Stored data entries
*** Block opens ***

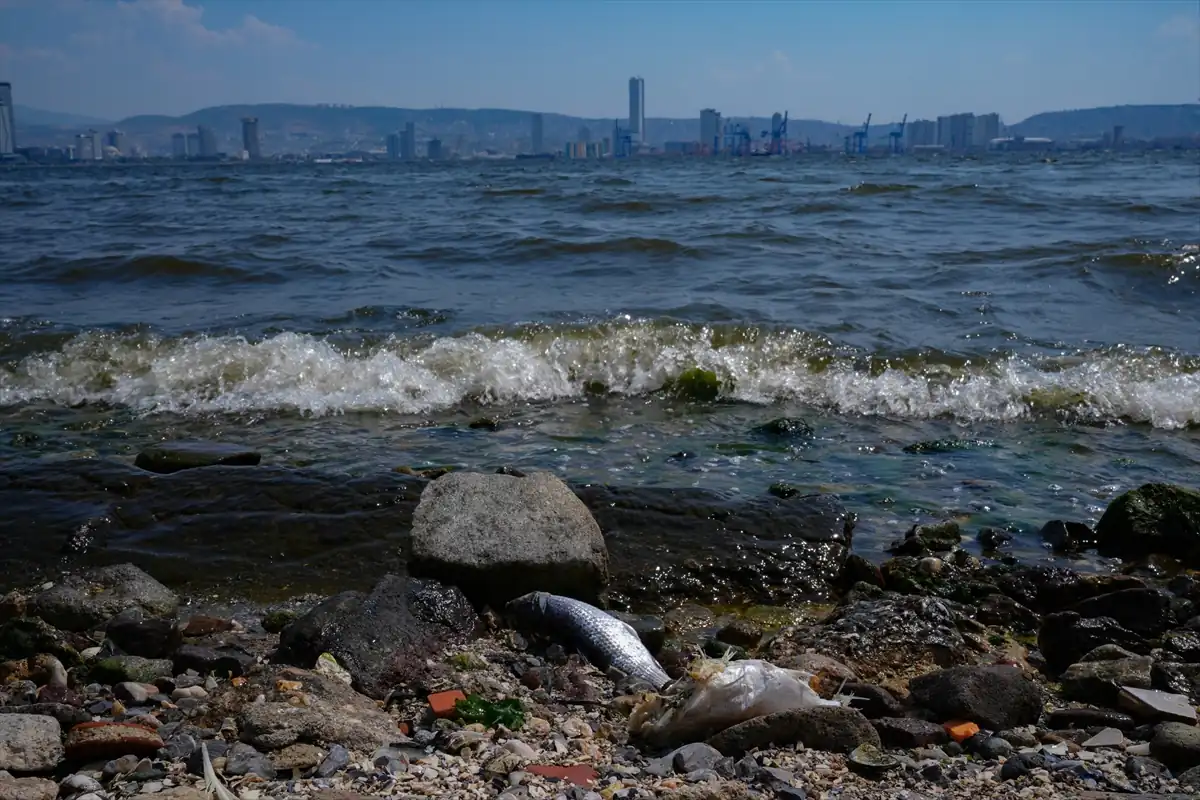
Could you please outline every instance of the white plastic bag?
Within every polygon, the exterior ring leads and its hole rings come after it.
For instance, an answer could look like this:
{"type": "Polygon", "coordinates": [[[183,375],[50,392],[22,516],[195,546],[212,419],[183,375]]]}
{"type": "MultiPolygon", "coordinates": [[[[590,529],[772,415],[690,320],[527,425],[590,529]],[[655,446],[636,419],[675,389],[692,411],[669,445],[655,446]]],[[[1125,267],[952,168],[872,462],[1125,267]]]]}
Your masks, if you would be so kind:
{"type": "Polygon", "coordinates": [[[779,711],[841,705],[813,690],[813,676],[767,661],[700,659],[667,695],[634,708],[629,731],[648,744],[669,747],[703,741],[748,719],[779,711]]]}

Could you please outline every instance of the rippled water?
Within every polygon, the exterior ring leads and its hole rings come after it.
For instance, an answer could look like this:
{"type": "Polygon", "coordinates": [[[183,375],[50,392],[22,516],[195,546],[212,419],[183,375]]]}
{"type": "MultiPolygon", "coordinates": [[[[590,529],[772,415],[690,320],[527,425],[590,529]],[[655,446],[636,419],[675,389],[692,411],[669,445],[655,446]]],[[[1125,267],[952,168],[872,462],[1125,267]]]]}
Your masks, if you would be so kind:
{"type": "Polygon", "coordinates": [[[19,169],[0,210],[8,469],[203,436],[782,480],[839,493],[868,553],[1197,482],[1194,152],[19,169]],[[716,402],[661,391],[693,367],[716,402]],[[752,435],[781,415],[814,436],[752,435]]]}

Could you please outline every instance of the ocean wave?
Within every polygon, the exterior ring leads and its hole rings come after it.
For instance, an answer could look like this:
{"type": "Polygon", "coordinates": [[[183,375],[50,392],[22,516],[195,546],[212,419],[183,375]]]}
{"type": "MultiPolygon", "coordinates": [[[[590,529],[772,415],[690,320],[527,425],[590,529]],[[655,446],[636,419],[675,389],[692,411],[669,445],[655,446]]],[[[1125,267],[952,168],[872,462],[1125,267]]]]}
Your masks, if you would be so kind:
{"type": "Polygon", "coordinates": [[[1200,357],[1114,347],[1057,357],[869,354],[802,330],[619,319],[345,346],[305,333],[161,338],[87,332],[0,367],[0,405],[138,413],[425,414],[464,403],[651,395],[687,370],[721,399],[834,414],[1200,425],[1200,357]]]}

*** Block closes ***

§ **What you should do**:
All of the records need to be restated word for word, but not the pictures.

§ **Finished task**:
Could you please outline every instance of the white plastic bag?
Within every polygon, the exterior ring leads and its hole rings come after it.
For instance, an answer could look like this:
{"type": "Polygon", "coordinates": [[[183,375],[50,392],[22,516],[195,546],[212,419],[183,375]]]}
{"type": "MultiPolygon", "coordinates": [[[[590,529],[772,415],[690,320],[527,425],[590,529]],[[655,446],[636,419],[675,389],[692,411],[669,445],[655,446]]],[[[1125,267],[952,168],[872,462],[1125,267]]]]}
Your masks, if you would be so kind:
{"type": "Polygon", "coordinates": [[[779,711],[841,705],[813,690],[813,676],[767,661],[700,659],[667,695],[634,708],[629,731],[648,744],[669,747],[703,741],[748,719],[779,711]]]}

Could you please outline every instance of the rippled water?
Within every polygon, the exterior ring leads and its hole rings come after it.
For instance, an answer could look like this:
{"type": "Polygon", "coordinates": [[[183,375],[50,392],[22,516],[195,546],[212,419],[183,375]]]}
{"type": "MultiPolygon", "coordinates": [[[[590,529],[772,415],[690,320],[527,425],[590,529]],[[655,446],[636,419],[675,389],[692,411],[669,445],[655,446]]],[[[1125,267],[952,168],[872,462],[1125,267]]]]}
Your masks, if you would be so kind:
{"type": "Polygon", "coordinates": [[[19,169],[0,210],[8,469],[203,436],[782,480],[839,493],[868,553],[1197,482],[1194,152],[19,169]],[[716,402],[661,391],[693,367],[716,402]],[[752,435],[781,415],[814,436],[752,435]]]}

Could you please outline every instance of the ocean wave?
Within every polygon, the exterior ring leads and its hole rings come after it.
For instance, an answer could look like this:
{"type": "Polygon", "coordinates": [[[183,375],[50,392],[22,516],[195,546],[212,419],[183,375]]]}
{"type": "MultiPolygon", "coordinates": [[[[590,529],[772,415],[690,320],[527,425],[590,529]],[[655,446],[636,419],[675,389],[692,411],[669,445],[655,446]]],[[[1125,267],[952,168],[872,462],[1125,267]]]]}
Your masks, if you would be so kind:
{"type": "Polygon", "coordinates": [[[1200,357],[1114,347],[1057,357],[869,354],[802,330],[619,319],[345,346],[305,333],[161,338],[87,332],[0,367],[0,405],[138,413],[425,414],[464,403],[651,395],[687,370],[721,399],[834,414],[1200,425],[1200,357]]]}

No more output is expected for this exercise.